課題 —
CSFと補助ドキュメントについての文章を、最後の一文の後から引き取って書き進めてもらえますか？

読解文 —
::::::::::

CSFがサイバーセキュリティ対策の戦略的なフレームワークを提供するのに対して、より技術的・戦術的な補助ドキュメントとして、以下のようなドキュメントも参考にしてください。
ドキュメント名 | 概要 | CSFとの関連 |
SP800-53 | 主に連邦政府機関を対象とした機密情報の保護を目的としたガイドライン | CSFより技術的・戦術的な施策を網羅 |
SP800-171 | 主に民間企業を対象とした機密情報以外の重要情報の保護を目的としたガイドライン | |
ISO/IEC 27001 (ISMS) | 情報セキュリティマネジメントシステム(ISMS)に関する国際規格 | ISMSは情報セキュリティが対象。CSFはサイバーセキュリティのみを対象とする |
CIS Controls | CIS(Center for Internet Security)が策定した自社が実施すべき対策とアプローチを提示したフレームワーク | Application, Devices, Data, NetworkなどでCSF各コア機能ごとに分類された施策を網羅 |
CSFはサイバーセキュリティリスク管理のベストプラクティスとして、今後も多くの企業・組織での導入が見込まれます。また、上場企業ではCSFによるアセスメント実施概要についてステークホルダーなどに情報開示をしている例もあり、経営レベルでもCSFの内容を理解することが求められています。

::::::::::

抽出エントリ —
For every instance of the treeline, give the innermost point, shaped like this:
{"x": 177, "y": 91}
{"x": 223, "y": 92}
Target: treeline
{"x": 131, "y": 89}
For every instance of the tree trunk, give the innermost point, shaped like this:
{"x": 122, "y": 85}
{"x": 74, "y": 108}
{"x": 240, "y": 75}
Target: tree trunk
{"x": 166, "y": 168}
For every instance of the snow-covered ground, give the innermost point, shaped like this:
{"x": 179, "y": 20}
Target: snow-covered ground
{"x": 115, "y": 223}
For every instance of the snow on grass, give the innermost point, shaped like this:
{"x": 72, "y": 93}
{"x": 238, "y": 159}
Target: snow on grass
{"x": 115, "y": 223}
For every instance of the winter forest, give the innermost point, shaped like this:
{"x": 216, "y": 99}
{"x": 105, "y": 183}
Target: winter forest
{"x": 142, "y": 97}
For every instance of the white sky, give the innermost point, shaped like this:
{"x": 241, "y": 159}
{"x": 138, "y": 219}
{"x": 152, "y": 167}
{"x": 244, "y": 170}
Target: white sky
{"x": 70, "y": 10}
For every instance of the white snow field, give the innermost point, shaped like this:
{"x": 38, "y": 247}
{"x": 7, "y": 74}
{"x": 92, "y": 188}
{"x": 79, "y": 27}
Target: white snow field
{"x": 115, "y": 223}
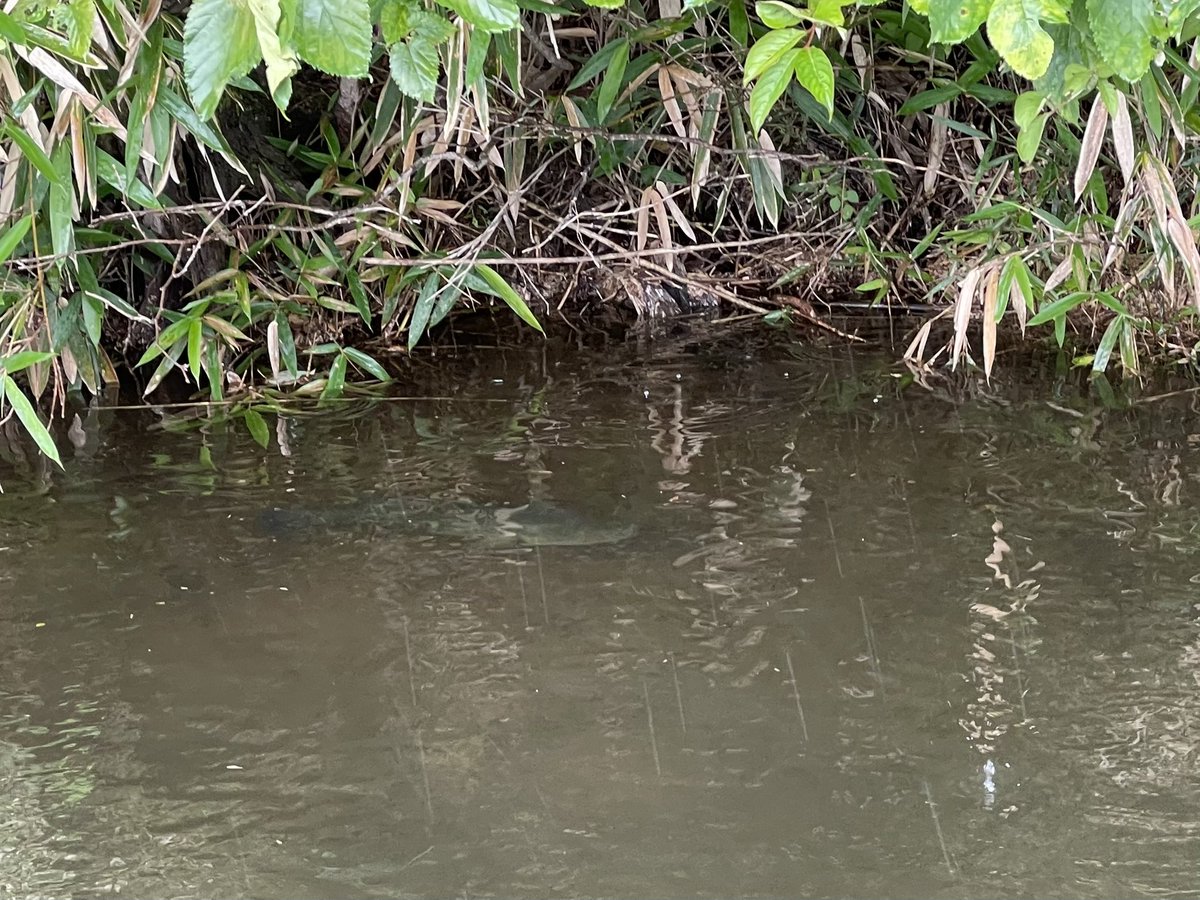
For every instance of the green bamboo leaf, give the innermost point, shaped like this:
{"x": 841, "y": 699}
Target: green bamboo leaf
{"x": 13, "y": 235}
{"x": 739, "y": 23}
{"x": 827, "y": 12}
{"x": 955, "y": 21}
{"x": 1123, "y": 31}
{"x": 1014, "y": 28}
{"x": 334, "y": 35}
{"x": 613, "y": 81}
{"x": 775, "y": 13}
{"x": 93, "y": 317}
{"x": 367, "y": 364}
{"x": 31, "y": 151}
{"x": 359, "y": 294}
{"x": 28, "y": 418}
{"x": 257, "y": 427}
{"x": 415, "y": 66}
{"x": 423, "y": 309}
{"x": 1060, "y": 307}
{"x": 447, "y": 298}
{"x": 509, "y": 295}
{"x": 1129, "y": 348}
{"x": 1029, "y": 139}
{"x": 767, "y": 49}
{"x": 336, "y": 382}
{"x": 595, "y": 65}
{"x": 287, "y": 343}
{"x": 1107, "y": 299}
{"x": 167, "y": 339}
{"x": 1108, "y": 342}
{"x": 81, "y": 19}
{"x": 11, "y": 30}
{"x": 771, "y": 87}
{"x": 220, "y": 43}
{"x": 815, "y": 75}
{"x": 61, "y": 205}
{"x": 115, "y": 175}
{"x": 195, "y": 348}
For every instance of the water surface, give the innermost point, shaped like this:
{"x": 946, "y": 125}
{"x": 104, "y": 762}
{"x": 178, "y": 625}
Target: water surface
{"x": 868, "y": 641}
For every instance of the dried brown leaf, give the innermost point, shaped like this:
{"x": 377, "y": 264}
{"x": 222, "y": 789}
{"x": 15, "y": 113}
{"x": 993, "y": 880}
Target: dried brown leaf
{"x": 939, "y": 132}
{"x": 576, "y": 121}
{"x": 967, "y": 291}
{"x": 679, "y": 217}
{"x": 1122, "y": 138}
{"x": 1090, "y": 147}
{"x": 990, "y": 291}
{"x": 916, "y": 351}
{"x": 1060, "y": 274}
{"x": 643, "y": 219}
{"x": 666, "y": 90}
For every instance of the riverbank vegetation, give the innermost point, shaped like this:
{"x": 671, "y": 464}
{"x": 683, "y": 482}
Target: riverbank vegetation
{"x": 261, "y": 198}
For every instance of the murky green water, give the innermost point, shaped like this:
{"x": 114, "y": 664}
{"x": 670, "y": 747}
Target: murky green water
{"x": 845, "y": 606}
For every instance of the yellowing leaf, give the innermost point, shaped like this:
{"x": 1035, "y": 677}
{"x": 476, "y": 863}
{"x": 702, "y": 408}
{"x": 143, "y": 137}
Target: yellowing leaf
{"x": 815, "y": 75}
{"x": 1014, "y": 28}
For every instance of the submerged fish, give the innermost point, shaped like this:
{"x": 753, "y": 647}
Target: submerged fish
{"x": 534, "y": 525}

::::::::::

課題の解答 —
CSF 2.0を用いてセキュリティアセスメントを実施する際は、CSF 1.1との差分を的確にアセスメントする方が効率的です。最新のスタンダードで評価することにより、組織のサイバーレジリエンスを高め、重大インシデントのリスクを低減します。さらには、自社組織だけでなく、サプライヤーや第三者も含めた体系的なリスク管理を実現することができます。